## Entries taken from a collection

□ □ □ □

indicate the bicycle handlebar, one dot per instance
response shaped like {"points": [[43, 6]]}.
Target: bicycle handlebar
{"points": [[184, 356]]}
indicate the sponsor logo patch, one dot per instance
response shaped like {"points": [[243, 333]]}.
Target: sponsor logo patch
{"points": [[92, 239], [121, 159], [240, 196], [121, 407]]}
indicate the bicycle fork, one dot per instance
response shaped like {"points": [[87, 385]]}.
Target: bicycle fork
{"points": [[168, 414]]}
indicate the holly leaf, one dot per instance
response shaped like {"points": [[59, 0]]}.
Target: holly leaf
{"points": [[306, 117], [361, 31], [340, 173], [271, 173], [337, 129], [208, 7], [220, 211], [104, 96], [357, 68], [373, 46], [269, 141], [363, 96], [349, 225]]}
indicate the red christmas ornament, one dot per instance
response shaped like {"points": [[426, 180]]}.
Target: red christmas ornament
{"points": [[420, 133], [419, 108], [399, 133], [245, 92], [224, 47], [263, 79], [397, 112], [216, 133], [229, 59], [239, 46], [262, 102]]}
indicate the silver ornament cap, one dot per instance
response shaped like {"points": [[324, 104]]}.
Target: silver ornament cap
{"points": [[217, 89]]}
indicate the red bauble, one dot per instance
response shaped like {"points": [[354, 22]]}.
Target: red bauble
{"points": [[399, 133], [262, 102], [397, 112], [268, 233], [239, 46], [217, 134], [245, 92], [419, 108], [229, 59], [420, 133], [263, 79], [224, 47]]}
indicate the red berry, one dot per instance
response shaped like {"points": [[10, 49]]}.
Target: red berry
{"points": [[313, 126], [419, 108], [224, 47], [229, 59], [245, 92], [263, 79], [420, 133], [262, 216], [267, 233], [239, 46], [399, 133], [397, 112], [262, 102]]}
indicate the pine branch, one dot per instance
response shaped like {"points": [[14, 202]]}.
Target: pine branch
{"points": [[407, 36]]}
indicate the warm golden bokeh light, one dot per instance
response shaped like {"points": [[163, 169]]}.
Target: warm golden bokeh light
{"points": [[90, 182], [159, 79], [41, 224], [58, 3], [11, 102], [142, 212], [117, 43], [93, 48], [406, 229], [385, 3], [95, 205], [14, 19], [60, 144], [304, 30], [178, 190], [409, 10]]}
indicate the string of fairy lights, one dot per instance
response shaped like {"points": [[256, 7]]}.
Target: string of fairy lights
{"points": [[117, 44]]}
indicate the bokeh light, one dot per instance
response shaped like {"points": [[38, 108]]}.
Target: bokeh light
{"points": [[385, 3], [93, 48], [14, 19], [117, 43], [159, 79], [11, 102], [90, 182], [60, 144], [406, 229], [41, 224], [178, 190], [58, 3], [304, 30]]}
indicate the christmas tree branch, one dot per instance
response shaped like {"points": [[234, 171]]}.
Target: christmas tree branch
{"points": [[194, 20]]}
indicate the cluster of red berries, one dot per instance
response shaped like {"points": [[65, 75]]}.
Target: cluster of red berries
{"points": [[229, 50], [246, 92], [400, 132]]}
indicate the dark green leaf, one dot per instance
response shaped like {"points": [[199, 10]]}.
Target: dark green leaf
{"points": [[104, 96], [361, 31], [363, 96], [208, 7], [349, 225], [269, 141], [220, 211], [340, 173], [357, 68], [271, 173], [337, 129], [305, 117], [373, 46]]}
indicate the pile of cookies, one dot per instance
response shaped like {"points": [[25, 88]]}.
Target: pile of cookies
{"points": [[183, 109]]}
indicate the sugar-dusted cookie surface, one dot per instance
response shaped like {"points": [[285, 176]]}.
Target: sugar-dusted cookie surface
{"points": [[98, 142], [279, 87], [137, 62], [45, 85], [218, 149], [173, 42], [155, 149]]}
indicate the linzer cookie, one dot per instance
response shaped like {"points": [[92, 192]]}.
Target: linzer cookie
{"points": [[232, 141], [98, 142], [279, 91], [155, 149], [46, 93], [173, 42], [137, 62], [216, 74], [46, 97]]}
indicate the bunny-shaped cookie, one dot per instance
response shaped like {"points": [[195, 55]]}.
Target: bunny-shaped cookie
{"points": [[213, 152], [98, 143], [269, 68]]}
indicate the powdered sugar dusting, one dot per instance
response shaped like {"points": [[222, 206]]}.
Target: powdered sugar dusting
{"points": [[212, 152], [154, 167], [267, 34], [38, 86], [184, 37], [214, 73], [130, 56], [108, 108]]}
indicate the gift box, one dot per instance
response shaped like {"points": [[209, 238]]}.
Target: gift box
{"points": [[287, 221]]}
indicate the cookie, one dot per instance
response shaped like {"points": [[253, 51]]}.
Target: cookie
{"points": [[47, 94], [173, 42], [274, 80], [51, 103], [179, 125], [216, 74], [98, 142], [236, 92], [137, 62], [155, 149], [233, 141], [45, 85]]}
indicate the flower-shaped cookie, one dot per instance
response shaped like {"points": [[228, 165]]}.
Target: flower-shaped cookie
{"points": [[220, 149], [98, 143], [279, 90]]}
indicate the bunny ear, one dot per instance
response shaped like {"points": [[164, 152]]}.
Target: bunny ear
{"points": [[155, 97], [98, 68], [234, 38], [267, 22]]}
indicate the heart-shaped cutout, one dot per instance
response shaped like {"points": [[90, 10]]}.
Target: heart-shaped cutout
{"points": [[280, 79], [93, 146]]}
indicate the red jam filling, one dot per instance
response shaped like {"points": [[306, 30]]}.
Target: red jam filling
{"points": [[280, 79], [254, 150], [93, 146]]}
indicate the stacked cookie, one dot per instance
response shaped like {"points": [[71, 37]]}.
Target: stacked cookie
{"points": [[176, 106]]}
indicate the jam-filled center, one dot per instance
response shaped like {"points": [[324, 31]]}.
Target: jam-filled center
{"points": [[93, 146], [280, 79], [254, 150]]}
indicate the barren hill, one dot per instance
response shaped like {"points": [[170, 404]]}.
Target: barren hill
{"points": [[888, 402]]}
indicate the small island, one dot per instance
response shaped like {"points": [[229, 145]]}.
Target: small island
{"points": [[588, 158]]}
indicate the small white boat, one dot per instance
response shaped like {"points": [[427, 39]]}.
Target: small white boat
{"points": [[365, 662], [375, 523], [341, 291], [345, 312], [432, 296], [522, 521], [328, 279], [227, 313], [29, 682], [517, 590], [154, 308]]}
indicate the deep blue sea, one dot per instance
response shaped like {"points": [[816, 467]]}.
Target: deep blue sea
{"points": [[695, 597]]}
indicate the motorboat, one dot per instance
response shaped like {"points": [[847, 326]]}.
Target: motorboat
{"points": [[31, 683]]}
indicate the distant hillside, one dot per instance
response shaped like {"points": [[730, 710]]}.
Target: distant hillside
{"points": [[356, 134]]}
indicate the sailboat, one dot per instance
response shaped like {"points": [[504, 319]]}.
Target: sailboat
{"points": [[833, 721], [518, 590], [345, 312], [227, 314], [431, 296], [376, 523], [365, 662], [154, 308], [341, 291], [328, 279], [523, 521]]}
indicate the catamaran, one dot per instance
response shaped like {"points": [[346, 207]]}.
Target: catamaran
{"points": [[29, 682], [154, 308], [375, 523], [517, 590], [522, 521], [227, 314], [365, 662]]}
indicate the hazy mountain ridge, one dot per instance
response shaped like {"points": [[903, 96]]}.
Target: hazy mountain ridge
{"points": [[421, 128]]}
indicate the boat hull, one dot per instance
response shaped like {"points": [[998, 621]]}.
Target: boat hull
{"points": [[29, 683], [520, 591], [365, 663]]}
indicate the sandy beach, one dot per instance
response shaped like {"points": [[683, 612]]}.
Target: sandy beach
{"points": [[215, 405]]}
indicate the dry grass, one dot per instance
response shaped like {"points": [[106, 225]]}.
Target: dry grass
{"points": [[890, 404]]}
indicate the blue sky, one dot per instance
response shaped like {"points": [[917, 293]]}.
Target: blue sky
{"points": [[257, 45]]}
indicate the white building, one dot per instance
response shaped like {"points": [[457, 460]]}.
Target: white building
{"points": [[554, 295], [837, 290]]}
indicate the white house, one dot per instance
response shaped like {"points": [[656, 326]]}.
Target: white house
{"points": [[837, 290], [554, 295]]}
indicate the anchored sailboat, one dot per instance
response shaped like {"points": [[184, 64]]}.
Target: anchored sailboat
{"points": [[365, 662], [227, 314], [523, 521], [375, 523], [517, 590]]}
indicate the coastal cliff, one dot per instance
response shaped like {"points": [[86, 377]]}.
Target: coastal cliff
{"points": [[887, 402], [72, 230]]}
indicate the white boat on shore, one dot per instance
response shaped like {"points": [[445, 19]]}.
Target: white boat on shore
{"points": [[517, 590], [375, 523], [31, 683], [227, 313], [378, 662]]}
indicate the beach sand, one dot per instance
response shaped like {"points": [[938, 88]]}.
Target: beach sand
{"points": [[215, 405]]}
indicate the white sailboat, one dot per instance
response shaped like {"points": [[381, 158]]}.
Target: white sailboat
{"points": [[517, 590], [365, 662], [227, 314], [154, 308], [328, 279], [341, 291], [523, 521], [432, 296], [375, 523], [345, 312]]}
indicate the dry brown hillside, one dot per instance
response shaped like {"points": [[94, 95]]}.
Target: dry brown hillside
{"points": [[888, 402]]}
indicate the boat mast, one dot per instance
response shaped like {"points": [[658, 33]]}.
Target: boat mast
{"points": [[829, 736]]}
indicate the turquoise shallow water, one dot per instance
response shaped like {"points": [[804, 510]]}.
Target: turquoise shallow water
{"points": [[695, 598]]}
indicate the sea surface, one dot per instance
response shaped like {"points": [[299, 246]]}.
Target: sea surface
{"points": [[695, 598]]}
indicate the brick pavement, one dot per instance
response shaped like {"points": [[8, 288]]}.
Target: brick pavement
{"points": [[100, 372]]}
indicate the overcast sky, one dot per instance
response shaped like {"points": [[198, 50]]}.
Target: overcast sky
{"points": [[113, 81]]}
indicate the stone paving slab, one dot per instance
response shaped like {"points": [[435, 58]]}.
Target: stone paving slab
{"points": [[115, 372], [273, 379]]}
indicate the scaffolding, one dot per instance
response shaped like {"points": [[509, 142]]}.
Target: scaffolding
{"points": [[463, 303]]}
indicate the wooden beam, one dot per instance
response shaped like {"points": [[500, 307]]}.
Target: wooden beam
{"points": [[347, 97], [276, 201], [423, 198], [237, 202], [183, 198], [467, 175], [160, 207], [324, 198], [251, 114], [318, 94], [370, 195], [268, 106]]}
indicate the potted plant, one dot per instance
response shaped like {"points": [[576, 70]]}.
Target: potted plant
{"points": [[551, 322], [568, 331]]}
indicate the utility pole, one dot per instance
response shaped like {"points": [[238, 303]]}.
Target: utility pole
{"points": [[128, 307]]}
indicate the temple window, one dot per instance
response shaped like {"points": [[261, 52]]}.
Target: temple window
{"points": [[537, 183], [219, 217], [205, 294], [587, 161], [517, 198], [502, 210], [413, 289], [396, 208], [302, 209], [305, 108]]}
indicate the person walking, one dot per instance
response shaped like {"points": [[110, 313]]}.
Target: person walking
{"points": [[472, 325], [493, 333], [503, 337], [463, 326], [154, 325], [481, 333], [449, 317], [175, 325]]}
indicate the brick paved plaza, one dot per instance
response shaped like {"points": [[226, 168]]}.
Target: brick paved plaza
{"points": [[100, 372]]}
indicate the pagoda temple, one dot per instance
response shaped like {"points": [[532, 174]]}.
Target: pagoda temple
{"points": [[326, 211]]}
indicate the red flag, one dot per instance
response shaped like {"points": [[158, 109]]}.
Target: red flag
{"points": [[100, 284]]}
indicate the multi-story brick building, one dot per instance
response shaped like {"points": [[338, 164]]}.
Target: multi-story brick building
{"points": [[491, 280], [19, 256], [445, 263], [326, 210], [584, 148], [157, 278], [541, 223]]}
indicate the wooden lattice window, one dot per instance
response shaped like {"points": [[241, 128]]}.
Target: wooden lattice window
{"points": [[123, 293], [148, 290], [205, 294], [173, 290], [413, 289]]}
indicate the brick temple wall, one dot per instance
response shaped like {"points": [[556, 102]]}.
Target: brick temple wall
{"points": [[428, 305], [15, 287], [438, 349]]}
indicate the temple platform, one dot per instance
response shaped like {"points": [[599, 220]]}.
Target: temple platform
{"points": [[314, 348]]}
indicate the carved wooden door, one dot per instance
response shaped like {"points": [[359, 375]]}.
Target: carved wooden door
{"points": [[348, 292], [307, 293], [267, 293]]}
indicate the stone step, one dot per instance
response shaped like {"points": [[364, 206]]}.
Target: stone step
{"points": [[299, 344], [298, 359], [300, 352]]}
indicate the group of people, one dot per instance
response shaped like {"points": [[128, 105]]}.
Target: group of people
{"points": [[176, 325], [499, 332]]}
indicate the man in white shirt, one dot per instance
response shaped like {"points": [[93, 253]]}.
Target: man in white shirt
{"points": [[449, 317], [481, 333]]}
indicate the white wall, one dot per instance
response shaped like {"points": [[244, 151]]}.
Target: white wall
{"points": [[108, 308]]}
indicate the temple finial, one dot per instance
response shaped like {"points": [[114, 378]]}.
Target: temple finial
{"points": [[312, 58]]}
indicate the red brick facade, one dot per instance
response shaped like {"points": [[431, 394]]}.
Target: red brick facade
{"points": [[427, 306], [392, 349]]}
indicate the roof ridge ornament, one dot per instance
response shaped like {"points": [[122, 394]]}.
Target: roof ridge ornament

□ □ □ □

## Task details
Return, unchanged, everything in the records from the line containing "indicate the roof" down to the end of the records, including both of those lines.

## Written answer
indicate the roof ridge ornament, one dot per instance
response shaped like {"points": [[122, 394]]}.
Target: roof ridge ornament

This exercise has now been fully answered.